[Challenge]:
Rewrite the entries below, swapping each "marker" for "dot" and keeping everything else the same.

[Given information]:
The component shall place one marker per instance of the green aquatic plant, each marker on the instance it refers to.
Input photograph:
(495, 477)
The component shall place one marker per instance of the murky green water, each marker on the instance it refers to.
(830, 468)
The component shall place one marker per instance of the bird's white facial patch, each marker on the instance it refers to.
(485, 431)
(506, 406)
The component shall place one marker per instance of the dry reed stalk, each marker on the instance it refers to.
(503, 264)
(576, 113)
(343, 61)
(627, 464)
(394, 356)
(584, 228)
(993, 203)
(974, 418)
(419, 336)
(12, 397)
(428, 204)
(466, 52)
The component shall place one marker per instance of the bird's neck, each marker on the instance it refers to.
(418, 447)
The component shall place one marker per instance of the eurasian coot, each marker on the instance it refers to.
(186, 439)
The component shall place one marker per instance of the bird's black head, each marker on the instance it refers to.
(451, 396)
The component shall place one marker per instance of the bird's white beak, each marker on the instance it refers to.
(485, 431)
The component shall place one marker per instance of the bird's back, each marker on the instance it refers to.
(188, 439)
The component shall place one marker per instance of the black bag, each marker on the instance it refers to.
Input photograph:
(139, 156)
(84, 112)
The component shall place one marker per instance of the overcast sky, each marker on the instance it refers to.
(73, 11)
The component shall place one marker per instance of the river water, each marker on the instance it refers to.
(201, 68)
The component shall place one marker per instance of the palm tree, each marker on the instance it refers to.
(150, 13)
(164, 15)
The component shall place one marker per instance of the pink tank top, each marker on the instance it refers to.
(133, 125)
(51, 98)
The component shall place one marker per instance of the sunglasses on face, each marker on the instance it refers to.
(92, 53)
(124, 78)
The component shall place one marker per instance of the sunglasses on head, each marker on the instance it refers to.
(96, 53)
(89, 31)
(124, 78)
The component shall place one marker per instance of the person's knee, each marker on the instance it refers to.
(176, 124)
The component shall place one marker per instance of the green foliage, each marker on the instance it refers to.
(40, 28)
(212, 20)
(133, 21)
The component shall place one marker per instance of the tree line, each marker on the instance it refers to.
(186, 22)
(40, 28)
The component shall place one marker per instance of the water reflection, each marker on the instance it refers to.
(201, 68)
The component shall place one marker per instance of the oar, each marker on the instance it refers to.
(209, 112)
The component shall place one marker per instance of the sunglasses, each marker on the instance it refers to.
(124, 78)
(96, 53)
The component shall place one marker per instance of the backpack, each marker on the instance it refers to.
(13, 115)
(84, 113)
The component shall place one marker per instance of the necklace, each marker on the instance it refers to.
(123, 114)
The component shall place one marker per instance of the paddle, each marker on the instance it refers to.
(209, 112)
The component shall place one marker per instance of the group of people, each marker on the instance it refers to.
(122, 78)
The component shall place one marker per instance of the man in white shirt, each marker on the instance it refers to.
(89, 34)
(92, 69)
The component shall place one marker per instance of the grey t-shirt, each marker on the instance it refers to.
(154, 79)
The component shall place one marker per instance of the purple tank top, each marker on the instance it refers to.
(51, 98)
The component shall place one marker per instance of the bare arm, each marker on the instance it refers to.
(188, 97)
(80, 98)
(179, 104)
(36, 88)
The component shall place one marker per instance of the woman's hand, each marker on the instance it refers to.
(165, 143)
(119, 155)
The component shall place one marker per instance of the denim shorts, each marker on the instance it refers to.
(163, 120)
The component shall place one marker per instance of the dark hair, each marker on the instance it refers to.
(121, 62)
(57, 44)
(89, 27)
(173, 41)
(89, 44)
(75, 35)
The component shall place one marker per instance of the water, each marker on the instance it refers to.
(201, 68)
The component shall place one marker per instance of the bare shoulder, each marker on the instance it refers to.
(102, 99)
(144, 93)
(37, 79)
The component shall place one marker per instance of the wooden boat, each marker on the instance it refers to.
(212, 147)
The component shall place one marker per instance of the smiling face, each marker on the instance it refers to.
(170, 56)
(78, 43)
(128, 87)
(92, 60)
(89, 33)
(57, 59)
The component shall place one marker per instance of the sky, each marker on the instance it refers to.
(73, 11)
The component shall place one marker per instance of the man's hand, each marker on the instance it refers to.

[Output for this exercise]:
The component shall place one dot per instance of the green aquatic plant, each dot on the instance it refers to.
Input photograph:
(495, 477)
The component shall place one dot per instance of the murky green water, each dot on the instance it refers to.
(830, 468)
The component shall place one dot per instance of the bird's white facial patch, each dot on the instance it refers to.
(485, 431)
(506, 406)
The component shall place one dot per instance of the dry reed stalk, each dot on the instance it refers to.
(503, 264)
(576, 113)
(343, 61)
(627, 464)
(394, 356)
(584, 228)
(993, 203)
(974, 418)
(419, 336)
(12, 397)
(428, 204)
(466, 52)
The component shall place one dot per instance of the bird's neck, each dot on the instance it refers to.
(418, 447)
The component shall place one dot per instance of the eurasian coot, each dot on the instance it refers to.
(186, 439)
The component shall place one dot per instance of the bird's black head, each dot on the instance it refers to.
(451, 396)
The component shall place one dot per instance of the bird's white beak, each dot on the instance it refers to.
(485, 431)
The component shall place one dot per instance of the bird's back, each dot on the instance it refers to.
(188, 439)
The component shall place one dot per instance of the black bag, each dot on the instance it refers to.
Input photograph:
(139, 156)
(84, 112)
The component shall place one dot per instance of the overcast sky, each dot on the instance it refers to.
(73, 11)
The component shall place one dot per instance of the river water, each dot on the instance it refers to.
(201, 68)
The component shall place one dot per instance of the palm tree, each dot on the instance it refers to.
(150, 13)
(164, 15)
The component shall place one dot per instance of the pink tank top, each dot on the instance it refers to.
(133, 125)
(51, 98)
The component shall place one dot per instance of the sunglasses on face, each dot on the instance it refers to.
(92, 53)
(124, 78)
The component shall place one dot per instance of the sunglasses on head, each dot on the instance it refers to.
(96, 53)
(89, 31)
(124, 78)
The component shall place one dot per instance of the person's knee, each dot on the instance it refers to.
(176, 124)
The component shall place one dot per instance of the green foliage, each dot on the instance it refers to.
(40, 28)
(212, 20)
(133, 21)
The component shall place one dot per instance of the tree line, each dot on the instance it refers to.
(186, 22)
(40, 28)
The component shall place one dot per instance of the water reflection, each dot on the instance it refers to.
(201, 68)
The component shall place one dot per instance of the oar, each dot on the instance it refers to.
(209, 112)
The component shall place one dot per instance of the sunglasses, each dot on the instance it refers to.
(124, 78)
(96, 53)
The component shall place one dot per instance of the backpack, each dot on the instance it refers to.
(13, 115)
(84, 113)
The component shall place one dot per instance of the necklace, each dot on the instance it refers to.
(123, 114)
The component shall place one dot per instance of the paddle, each dot on the instance it refers to.
(209, 112)
The component shall place one dot per instance of the group of people, each dot on the instance it refers to.
(122, 78)
The component shall place one dot per instance of the man in white shirt, each dot on the instance it refers to.
(89, 34)
(92, 69)
The component shall place one dot per instance of the grey t-shirt, each dot on the instance it refers to.
(154, 79)
The component shall place one dot per instance of the purple tank top, each dot on the instance it refers to.
(51, 98)
The component shall place one dot per instance of the bare arm, each dot on the instance it refers to.
(188, 97)
(80, 98)
(179, 104)
(36, 88)
The component shall place one dot per instance of the woman's hand, each dot on the instance it refers to.
(165, 143)
(119, 155)
The component shall place one dot per instance of the denim shorts, each dot on the instance it refers to.
(163, 120)
The component shall place one dot per instance of the dark hair, each dot on the instance it refers to.
(121, 62)
(57, 44)
(89, 27)
(173, 41)
(89, 44)
(75, 35)
The component shall place one dot per instance of the water, each dot on the instance it refers to.
(201, 68)
The component shall place one dot per instance of the bare shoulder, each dot on the instance it refers to.
(102, 99)
(144, 93)
(37, 79)
The component shall place one dot per instance of the wooden boat, each dot on the instance it refers to.
(212, 147)
The component shall place one dot per instance of the smiling face, each dot on the instance it refers to.
(170, 56)
(78, 43)
(128, 87)
(92, 60)
(89, 33)
(57, 59)
The component shall place one dot per instance of the sky, each dot on the instance it refers to.
(73, 11)
The component shall place one dot per instance of the man's hand, each dot on the instance it refers to.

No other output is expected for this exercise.